- SUPPLIED RECORDS -
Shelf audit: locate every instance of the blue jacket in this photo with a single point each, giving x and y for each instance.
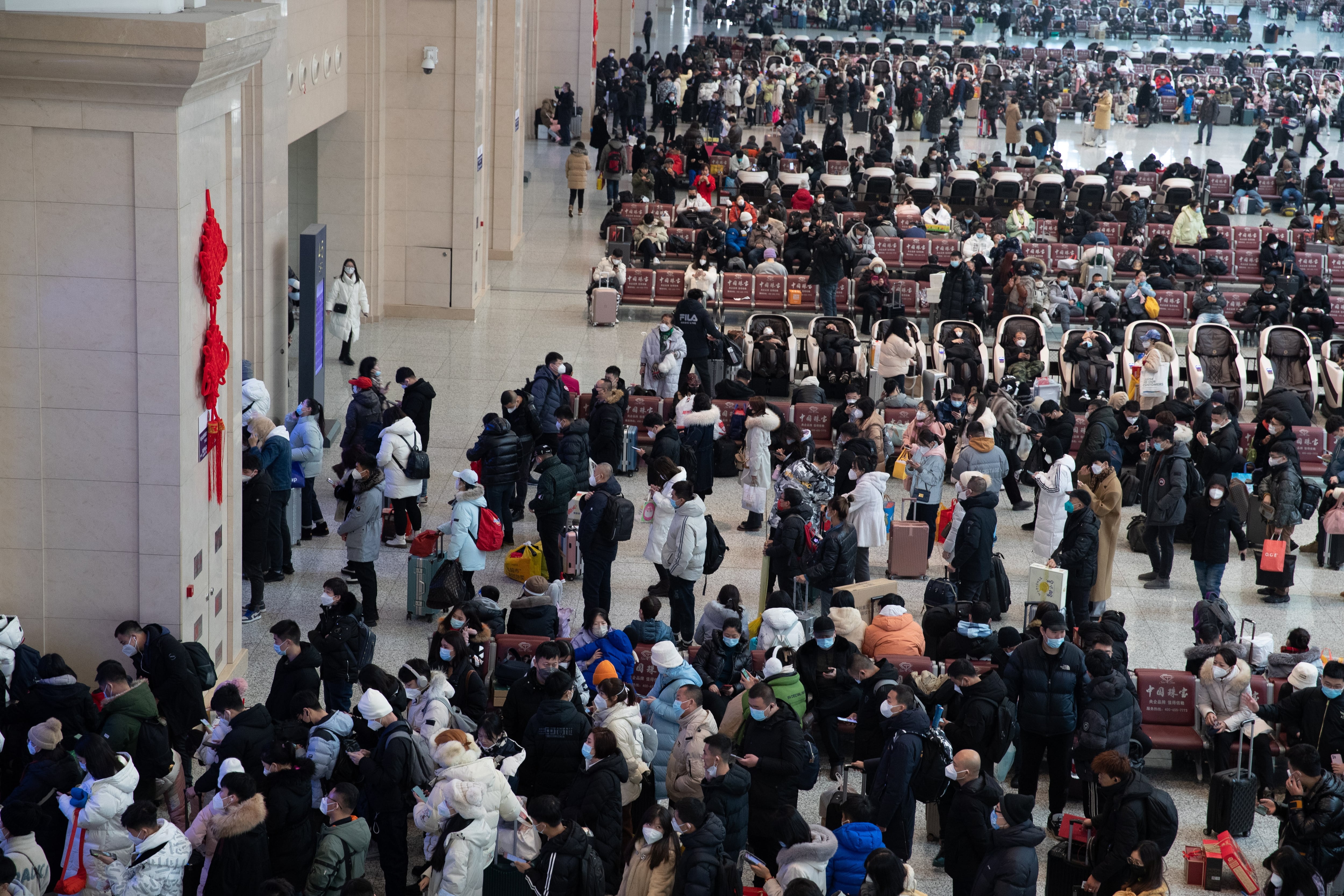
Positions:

* * *

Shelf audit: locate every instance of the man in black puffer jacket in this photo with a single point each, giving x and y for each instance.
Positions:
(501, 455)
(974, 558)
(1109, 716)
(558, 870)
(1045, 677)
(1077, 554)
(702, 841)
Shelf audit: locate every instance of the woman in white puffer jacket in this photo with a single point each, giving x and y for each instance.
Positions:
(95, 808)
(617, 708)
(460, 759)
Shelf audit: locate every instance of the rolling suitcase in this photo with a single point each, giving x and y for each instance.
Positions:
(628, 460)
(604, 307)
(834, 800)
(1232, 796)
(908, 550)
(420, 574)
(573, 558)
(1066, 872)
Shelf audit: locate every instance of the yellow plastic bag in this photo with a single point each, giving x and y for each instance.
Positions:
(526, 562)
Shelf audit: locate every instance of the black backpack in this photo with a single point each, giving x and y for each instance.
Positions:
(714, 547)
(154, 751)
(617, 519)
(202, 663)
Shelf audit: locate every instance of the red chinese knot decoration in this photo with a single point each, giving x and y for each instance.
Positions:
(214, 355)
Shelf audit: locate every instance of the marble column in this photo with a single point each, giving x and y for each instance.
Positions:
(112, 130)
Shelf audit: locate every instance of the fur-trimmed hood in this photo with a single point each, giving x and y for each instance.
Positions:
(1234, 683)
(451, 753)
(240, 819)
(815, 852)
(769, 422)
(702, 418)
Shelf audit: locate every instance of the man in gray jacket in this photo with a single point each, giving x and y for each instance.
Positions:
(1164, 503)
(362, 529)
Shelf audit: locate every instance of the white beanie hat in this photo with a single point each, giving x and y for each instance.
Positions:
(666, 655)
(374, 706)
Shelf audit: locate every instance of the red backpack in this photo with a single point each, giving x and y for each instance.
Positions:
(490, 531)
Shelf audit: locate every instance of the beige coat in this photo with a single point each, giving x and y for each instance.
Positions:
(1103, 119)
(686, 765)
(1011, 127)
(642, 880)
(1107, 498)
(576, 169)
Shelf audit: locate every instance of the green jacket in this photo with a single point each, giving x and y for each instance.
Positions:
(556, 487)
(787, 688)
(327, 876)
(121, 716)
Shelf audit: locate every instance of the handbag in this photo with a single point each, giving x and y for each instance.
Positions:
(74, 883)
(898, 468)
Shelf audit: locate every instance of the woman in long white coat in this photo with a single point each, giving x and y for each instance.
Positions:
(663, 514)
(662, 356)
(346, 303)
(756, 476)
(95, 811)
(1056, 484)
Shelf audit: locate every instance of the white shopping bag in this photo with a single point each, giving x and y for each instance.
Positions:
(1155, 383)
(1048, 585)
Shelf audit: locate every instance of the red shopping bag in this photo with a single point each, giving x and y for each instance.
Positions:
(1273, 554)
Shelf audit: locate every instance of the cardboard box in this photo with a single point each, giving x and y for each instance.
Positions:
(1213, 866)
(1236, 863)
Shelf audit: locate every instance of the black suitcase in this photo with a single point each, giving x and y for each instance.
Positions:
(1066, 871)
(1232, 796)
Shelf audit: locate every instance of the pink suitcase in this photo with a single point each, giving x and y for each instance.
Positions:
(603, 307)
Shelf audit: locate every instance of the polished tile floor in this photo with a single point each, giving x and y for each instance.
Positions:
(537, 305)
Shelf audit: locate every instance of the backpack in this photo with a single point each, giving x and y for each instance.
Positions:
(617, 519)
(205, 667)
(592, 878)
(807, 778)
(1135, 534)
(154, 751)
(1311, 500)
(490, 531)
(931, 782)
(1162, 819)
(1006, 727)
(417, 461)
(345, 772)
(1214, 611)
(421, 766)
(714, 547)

...

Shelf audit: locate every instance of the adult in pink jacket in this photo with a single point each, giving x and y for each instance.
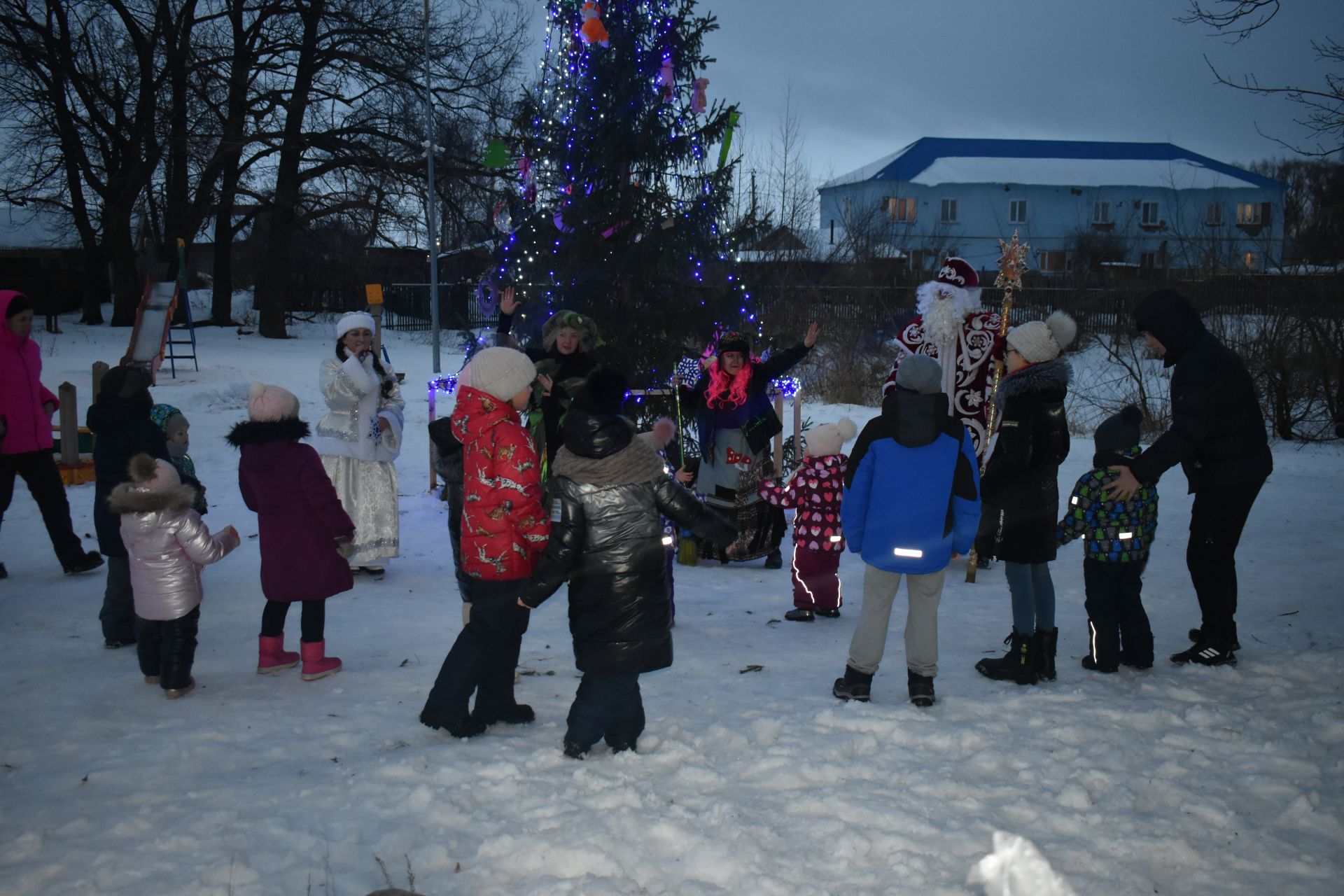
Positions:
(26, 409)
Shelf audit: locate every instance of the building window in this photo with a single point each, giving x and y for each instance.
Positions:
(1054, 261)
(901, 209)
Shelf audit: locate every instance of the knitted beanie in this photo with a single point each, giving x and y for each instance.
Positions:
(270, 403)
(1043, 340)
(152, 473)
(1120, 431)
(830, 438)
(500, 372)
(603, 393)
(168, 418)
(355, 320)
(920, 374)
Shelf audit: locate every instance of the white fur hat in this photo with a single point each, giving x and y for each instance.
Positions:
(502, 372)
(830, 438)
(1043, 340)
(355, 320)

- YOUR OBJECTIVE -
Gather every line above that contains the string "woman" and copy each one in full. Case counts, so count only lines where the string matches letter for letter in case.

- RESPONSE FOR THIS EXERCISE -
Shelf audit: locate every instance of the woman in white puffer jacket in this photo with a single point each, giving x and y for each instance.
Shelf audit: locate every instance of the woman in long white coat in this photo with a single point each, giving x and y for each instance.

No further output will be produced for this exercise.